- DATA TO USE
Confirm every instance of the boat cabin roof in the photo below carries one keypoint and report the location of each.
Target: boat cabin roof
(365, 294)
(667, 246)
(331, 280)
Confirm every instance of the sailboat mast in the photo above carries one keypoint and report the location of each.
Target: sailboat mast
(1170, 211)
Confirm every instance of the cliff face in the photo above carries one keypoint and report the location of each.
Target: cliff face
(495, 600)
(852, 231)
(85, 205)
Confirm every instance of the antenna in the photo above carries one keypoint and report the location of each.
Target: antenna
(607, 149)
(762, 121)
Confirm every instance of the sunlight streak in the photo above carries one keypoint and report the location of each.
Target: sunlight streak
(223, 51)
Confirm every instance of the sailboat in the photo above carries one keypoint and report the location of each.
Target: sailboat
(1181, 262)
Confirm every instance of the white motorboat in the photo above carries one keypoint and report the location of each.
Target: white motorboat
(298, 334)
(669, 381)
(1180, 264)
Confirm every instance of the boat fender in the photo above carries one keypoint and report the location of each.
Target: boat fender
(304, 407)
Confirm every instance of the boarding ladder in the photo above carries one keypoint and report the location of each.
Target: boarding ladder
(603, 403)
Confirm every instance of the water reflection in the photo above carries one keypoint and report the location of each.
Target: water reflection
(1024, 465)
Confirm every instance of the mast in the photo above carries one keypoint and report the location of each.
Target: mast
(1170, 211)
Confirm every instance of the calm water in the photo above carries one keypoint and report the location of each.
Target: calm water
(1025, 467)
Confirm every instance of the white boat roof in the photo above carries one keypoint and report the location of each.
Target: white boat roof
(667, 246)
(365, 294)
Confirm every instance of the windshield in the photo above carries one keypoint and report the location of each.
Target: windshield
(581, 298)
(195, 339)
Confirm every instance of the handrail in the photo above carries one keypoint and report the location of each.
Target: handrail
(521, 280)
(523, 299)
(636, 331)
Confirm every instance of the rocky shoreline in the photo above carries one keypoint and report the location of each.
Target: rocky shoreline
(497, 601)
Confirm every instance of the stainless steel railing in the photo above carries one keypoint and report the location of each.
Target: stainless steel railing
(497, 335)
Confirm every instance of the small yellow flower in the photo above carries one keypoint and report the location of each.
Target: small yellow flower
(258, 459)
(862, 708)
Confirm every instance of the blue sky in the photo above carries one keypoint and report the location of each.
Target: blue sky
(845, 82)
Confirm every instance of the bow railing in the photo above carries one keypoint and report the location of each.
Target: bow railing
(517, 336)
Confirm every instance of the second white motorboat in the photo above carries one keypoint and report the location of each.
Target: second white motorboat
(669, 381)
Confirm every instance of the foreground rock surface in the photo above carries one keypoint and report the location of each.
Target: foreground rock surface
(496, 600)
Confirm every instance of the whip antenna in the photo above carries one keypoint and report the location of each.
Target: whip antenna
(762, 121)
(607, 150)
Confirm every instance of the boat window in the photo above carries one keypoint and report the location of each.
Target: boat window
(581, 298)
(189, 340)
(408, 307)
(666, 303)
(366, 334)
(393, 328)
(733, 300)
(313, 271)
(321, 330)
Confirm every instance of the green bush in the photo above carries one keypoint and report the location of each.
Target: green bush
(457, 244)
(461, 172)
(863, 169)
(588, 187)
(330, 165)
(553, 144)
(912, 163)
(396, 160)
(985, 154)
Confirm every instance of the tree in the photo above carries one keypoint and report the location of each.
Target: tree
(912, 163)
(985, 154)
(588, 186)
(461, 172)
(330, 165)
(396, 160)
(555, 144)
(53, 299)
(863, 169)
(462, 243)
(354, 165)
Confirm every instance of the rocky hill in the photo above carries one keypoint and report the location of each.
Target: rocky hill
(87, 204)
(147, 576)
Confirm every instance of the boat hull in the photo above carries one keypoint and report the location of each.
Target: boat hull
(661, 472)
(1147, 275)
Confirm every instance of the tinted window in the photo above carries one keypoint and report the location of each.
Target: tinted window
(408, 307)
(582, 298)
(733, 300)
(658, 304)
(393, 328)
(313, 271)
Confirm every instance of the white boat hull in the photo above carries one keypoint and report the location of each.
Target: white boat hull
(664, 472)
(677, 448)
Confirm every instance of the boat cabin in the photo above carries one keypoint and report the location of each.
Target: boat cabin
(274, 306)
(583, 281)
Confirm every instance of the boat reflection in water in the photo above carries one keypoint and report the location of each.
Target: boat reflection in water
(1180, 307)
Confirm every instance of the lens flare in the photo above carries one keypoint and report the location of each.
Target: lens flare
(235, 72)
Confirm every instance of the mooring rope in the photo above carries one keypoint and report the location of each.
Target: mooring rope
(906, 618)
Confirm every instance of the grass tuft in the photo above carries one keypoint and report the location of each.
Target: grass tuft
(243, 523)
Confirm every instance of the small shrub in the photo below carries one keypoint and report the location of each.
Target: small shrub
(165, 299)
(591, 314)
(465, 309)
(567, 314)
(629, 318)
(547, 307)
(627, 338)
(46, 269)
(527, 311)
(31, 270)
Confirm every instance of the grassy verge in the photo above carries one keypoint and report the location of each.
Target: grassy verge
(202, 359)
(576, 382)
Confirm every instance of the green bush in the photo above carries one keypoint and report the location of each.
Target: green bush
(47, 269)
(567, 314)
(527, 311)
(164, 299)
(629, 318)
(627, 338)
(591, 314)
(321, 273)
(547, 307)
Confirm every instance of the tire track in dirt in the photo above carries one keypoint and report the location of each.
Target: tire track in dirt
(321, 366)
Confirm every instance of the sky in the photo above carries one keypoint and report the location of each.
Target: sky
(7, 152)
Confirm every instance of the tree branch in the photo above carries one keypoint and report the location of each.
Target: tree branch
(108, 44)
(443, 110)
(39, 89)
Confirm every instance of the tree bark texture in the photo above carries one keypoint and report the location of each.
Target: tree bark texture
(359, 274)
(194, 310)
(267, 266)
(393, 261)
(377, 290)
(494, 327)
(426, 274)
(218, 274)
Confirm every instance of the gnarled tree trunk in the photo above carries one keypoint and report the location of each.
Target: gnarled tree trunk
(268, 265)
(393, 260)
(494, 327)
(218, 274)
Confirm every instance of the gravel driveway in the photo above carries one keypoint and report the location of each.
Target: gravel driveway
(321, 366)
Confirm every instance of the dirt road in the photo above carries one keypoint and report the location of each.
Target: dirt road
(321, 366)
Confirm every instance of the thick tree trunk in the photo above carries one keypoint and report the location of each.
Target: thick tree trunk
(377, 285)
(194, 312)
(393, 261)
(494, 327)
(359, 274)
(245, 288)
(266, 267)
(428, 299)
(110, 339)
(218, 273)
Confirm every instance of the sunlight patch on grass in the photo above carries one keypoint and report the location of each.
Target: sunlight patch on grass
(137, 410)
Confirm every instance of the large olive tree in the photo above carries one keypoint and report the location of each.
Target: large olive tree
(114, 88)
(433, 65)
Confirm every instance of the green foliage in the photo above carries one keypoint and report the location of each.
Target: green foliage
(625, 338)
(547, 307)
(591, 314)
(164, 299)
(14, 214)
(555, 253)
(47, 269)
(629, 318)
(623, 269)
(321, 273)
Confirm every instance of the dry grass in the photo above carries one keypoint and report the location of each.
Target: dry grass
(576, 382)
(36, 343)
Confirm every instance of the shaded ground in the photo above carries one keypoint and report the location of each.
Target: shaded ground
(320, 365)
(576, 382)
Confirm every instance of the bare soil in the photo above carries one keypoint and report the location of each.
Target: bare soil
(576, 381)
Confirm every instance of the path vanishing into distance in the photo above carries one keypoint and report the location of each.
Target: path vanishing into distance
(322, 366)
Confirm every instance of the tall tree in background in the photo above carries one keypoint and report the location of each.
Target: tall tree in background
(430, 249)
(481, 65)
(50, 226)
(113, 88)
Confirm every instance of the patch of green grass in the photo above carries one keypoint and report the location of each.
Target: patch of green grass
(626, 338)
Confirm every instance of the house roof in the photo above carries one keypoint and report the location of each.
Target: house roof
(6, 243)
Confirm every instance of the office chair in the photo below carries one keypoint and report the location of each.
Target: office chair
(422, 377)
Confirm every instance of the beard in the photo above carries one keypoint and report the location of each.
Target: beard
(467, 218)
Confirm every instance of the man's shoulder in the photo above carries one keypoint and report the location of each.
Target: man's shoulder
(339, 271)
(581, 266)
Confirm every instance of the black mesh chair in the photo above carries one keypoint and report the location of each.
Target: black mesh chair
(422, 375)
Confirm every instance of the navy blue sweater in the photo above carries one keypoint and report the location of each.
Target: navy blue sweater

- WHAT THE TASK REQUIRES
Set down exactly the lines that begin the records and continue through the line bearing "Confirm every instance of the cliff"; include both ends.

- RESULT
Confirm every instance of the boat cabin roof in the photo below carries one keypoint and report the location of each.
Target: boat cabin roof
(365, 294)
(667, 246)
(331, 280)
Confirm every instance of the sailboat mast in the photo above carries one keypoint and report the location of each.
Target: sailboat mast
(1170, 211)
Confirm every instance of the cliff face in the photo above carries one keypoint and report the location of each.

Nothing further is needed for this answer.